• [INSTRUCTION] From the rows below, extract every line that contains the word "leaf", matching case exactly.

>> BEGIN EXTRACTED ENTRIES

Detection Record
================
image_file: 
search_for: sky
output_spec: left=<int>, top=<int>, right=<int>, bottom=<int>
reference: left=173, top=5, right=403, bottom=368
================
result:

>> END EXTRACTED ENTRIES
>> BEGIN EXTRACTED ENTRIES

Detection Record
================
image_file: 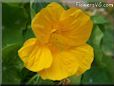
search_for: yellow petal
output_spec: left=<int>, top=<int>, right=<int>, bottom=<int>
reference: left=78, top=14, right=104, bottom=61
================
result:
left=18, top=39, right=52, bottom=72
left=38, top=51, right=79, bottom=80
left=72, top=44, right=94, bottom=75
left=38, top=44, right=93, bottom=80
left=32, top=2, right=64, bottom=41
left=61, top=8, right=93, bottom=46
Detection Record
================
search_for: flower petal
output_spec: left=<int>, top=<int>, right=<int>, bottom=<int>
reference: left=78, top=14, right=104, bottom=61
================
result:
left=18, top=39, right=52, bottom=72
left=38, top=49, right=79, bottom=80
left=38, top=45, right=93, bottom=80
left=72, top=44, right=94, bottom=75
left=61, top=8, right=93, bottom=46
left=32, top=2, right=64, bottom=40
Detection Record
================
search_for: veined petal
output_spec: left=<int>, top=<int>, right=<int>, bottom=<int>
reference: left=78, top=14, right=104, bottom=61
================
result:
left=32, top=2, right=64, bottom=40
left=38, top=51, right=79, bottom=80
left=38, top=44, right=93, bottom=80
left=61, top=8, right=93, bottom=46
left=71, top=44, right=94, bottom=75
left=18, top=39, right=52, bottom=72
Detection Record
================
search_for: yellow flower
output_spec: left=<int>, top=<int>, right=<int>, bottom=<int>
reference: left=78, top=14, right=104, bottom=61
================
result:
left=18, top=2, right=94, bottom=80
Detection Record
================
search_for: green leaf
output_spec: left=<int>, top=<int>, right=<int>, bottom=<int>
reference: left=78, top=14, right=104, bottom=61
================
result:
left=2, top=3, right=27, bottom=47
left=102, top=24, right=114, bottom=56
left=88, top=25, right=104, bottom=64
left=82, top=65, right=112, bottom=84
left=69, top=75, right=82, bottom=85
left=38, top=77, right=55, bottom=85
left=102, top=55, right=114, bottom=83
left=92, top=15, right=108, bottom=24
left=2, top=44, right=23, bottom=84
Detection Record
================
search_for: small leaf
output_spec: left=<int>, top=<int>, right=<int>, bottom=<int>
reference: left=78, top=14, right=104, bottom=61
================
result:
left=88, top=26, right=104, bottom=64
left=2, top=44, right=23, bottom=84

>> END EXTRACTED ENTRIES

• [RESULT FOR THIS TASK]
search_for: green leaf
search_for: small leaf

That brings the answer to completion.